What follows is a listing; give it again exactly, in its entirety.

## Source data
--- START ---
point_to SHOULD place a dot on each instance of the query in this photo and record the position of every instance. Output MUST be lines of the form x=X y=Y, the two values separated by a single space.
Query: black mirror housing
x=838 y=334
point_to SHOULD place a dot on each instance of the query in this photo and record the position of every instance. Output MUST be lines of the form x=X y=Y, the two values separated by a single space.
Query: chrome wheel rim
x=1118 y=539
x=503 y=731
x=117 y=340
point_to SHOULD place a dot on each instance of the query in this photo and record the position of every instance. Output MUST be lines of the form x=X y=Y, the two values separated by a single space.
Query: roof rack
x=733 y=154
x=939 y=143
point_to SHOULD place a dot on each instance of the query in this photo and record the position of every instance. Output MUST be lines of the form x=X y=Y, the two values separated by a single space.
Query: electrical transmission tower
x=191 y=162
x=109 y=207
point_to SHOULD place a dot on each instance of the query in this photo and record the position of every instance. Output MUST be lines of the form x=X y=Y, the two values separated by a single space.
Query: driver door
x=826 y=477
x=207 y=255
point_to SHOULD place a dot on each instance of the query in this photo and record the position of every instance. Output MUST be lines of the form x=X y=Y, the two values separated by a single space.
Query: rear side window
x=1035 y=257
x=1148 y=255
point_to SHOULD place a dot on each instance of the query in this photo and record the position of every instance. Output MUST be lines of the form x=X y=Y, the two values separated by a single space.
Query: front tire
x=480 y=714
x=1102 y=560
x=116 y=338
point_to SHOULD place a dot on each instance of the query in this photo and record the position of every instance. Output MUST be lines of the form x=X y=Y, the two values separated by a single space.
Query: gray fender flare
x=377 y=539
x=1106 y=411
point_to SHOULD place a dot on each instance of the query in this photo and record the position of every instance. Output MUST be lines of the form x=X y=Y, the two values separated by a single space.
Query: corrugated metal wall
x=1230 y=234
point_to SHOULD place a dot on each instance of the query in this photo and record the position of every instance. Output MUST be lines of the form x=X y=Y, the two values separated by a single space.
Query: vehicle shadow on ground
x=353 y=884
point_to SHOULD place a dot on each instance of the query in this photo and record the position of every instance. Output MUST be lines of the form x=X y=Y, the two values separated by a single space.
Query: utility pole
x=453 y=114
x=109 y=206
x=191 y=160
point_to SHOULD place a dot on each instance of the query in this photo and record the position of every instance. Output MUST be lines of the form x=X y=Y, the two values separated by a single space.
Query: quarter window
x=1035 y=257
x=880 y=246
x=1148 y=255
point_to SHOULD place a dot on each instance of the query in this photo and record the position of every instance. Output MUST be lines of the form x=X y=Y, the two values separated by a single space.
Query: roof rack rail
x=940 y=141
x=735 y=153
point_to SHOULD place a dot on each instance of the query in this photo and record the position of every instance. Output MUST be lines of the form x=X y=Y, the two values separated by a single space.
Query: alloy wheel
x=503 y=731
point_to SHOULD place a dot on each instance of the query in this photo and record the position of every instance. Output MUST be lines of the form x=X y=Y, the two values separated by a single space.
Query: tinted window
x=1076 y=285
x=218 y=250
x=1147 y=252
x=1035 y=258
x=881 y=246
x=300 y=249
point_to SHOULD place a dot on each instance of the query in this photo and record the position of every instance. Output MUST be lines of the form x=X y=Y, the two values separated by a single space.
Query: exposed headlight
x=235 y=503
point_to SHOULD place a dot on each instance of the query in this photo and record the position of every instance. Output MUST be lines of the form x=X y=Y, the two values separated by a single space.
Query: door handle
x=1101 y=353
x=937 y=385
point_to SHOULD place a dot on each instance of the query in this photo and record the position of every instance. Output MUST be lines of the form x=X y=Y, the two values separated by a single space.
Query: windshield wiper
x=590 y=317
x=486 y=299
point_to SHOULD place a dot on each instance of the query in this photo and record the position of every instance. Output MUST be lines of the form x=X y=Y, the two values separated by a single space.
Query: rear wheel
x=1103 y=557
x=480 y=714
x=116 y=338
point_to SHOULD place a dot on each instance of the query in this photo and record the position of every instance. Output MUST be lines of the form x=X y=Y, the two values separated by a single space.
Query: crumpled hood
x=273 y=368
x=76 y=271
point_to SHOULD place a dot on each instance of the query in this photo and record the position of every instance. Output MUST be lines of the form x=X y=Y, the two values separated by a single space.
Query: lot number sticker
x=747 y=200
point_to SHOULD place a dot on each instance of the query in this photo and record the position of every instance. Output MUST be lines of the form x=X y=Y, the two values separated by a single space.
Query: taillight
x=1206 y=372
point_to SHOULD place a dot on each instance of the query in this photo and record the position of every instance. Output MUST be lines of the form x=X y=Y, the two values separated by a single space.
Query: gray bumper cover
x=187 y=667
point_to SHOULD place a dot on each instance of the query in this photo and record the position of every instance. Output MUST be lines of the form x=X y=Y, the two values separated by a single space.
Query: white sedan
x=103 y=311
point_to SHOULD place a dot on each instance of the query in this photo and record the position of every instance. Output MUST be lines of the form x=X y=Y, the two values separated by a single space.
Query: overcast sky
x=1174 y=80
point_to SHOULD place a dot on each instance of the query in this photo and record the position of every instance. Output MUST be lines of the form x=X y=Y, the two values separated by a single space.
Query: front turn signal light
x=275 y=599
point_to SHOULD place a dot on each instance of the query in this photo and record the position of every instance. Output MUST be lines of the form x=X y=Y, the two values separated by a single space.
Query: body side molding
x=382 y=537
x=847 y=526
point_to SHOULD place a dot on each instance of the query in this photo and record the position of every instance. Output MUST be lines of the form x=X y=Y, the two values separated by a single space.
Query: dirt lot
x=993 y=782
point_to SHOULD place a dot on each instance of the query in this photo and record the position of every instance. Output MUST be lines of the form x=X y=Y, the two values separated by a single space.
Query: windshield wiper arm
--- END ---
## Correct output
point_to SHOULD place a dot on each instance of the query in this photo and record the position of every instance. Output MUST be lines of the form x=X y=Y, the two values separated by a single space.
Query: black mirror housing
x=838 y=334
point_to SHOULD place a dot on each instance of the query in this photo and record the position of every instance. Output MUST be lines of the form x=X y=Y, the two values separated by a single space.
Query: chrome wheel rim
x=1118 y=539
x=503 y=731
x=117 y=340
point_to SHOULD place a dot on each instance of the query in this photo and record the position of every instance. Output MUST be lines of the form x=X y=Y, the two values separated by a single space.
Query: roof rack
x=733 y=154
x=939 y=143
point_to SHOULD place a dot on each instance of the query in this photo and record the position of every instance. Output MUST be lines of the form x=X y=Y, the two values separated by a single space.
Query: electrical transmission tower
x=191 y=162
x=109 y=207
point_to SHOULD place a dot on each instance of the query in this photo and record the position of every instance. Output MUST be lines of the form x=X y=Y, the two values separated by a single space.
Query: driver door
x=826 y=477
x=207 y=255
point_to SHOULD place a dot on each instance of the query in this photo and record the position of every instance. Output MUST be lines of the form x=X y=Y, the two values separated by a single space.
Query: rear side window
x=1035 y=257
x=1148 y=255
point_to SHOULD place a dot on each instance of the query in this photo and record the position of every instance. Output MUST be lines of the form x=X y=Y, the two values separated by a single space.
Query: front tire
x=480 y=714
x=1102 y=560
x=116 y=338
point_to SHOULD place a dot on each instance of the query in this photo and record the position of every instance. Output MUST be lines of the form x=X y=Y, the two values separated by a single space.
Query: gray fender flare
x=377 y=539
x=1106 y=411
point_to SHOULD place a dot on each instance of the query in this photo and record the position of every instance. Output MUST be lines of the form x=X y=Y, the two values separated by a single space.
Query: corrugated metal wall
x=1230 y=234
point_to SHOULD place a dot on each instance of the query in this photo and record the position of every instance. Output MUST be lines of the form x=X y=Y, the two values separated by a single space.
Query: vehicle shadow on ground
x=353 y=884
point_to SHOULD place a dot on each instance of the query in this photo and record the position of every instance. Output MUST be lines of the form x=X y=Y, the two values separated by a single space.
Query: utility pole
x=453 y=114
x=109 y=206
x=191 y=160
point_to SHOULD place a dot on each instance of the query in this photo and record the position of every instance. Output MUST be lines of the form x=X y=Y, the two values separated by a single space.
Query: quarter window
x=1035 y=257
x=880 y=246
x=1148 y=255
point_to SHOULD place a dot on each instance of the query in this photo and record the position of every instance. Output MUST be lines of the form x=X y=Y, the two values separated by a single space.
Query: roof rack rail
x=940 y=141
x=735 y=153
point_to SHOULD place a dot on each instance of the query in this photo and record the position of every instance. Output MUST be lines of the form x=X y=Y, the two values separated by a single space.
Query: alloy wheel
x=503 y=731
point_to SHOULD place a dot on each instance of the query in this photo and record the position of every instance. Output MUST be lines of the form x=X y=Y, the two values separated by a single space.
Query: tinted window
x=1076 y=285
x=218 y=250
x=1147 y=252
x=1035 y=258
x=881 y=246
x=300 y=249
point_to SHOULD place a dot on each instance of the query in this photo and record the position of every instance. Output MUST be lines of the form x=X y=Y, the two values separated by a single space.
Query: exposed headlight
x=235 y=503
point_to SHOULD place a dot on each instance of the query in this photo and record the position of every instance. Output MUST be lines of the form x=X y=Y, the two values separated by a single space.
Query: door handle
x=1101 y=353
x=937 y=385
point_to SHOULD place a dot on each instance of the query in this photo and record the position of every instance. Output MUST be lines of the form x=X y=Y, the two values separated by a single space.
Query: windshield wiper
x=590 y=317
x=486 y=299
point_to SHOULD place a dot on each instance of the query in this photo and record the position of every instance. Output MUST be lines of the form x=X y=Y, the two values separated by a single space.
Query: rear wheel
x=1103 y=557
x=480 y=714
x=116 y=338
point_to SHOULD place a dot on each instance of the query in this photo and record the position of every instance. Output MUST be lines of the form x=X y=Y, the two values separated by a single space.
Query: crumpled hood
x=273 y=368
x=76 y=271
point_to SHOULD place a dot on each instance of the query in this photo and record the position of every instance. Output MUST be lines of the form x=X y=Y, the two values separated by a single space.
Query: lot number sticker
x=747 y=200
point_to SHOULD place a dot on each instance of the query in this photo and record the position of every instance. Output MUST be lines of the form x=X y=Y, the two values separated by a single space.
Query: taillight
x=1206 y=372
point_to SHOULD place a dot on each instance of the query in this photo and record the position of every instance. Output MUST be lines of the form x=X y=Y, the two values separated by a single space.
Query: gray bumper cover
x=187 y=667
point_to SHOULD place a dot on each instance of the query in this photo and record the position of every instance. Output MUST be lines of the form x=X y=Y, the two values separated by a single space.
Query: white sedan
x=103 y=311
point_to SHOULD place a dot on each instance of the query in this photo and record the position of every instance. Output MUST be lines of the form x=X y=Y, the two values separated by a single space.
Query: overcast sky
x=1174 y=80
point_to SHOULD place a dot on each instance of the query in this photo and record the position of every instance. Output MUST be lines of the form x=X y=Y, the two values separated by a single space.
Query: front turn signal light
x=275 y=599
point_to SHOULD place a dot on each instance of the query in this photo and record the position of every instance. Output MUST be lines of the form x=X y=Y, the two values separated by a single space.
Query: body side molding
x=382 y=537
x=847 y=526
point_to SHOULD place a dot on each instance of the query in this photo and record the position of every instance. Output MUST be lines of the form x=X y=Y, the two values separated by a single space.
Query: dirt lot
x=993 y=782
point_to SHOULD place a dot on each instance of the query in this photo and record the position of every instance. Output MUST be lines of the form x=X y=Y, the two values separated by a single space.
Query: windshield wiper arm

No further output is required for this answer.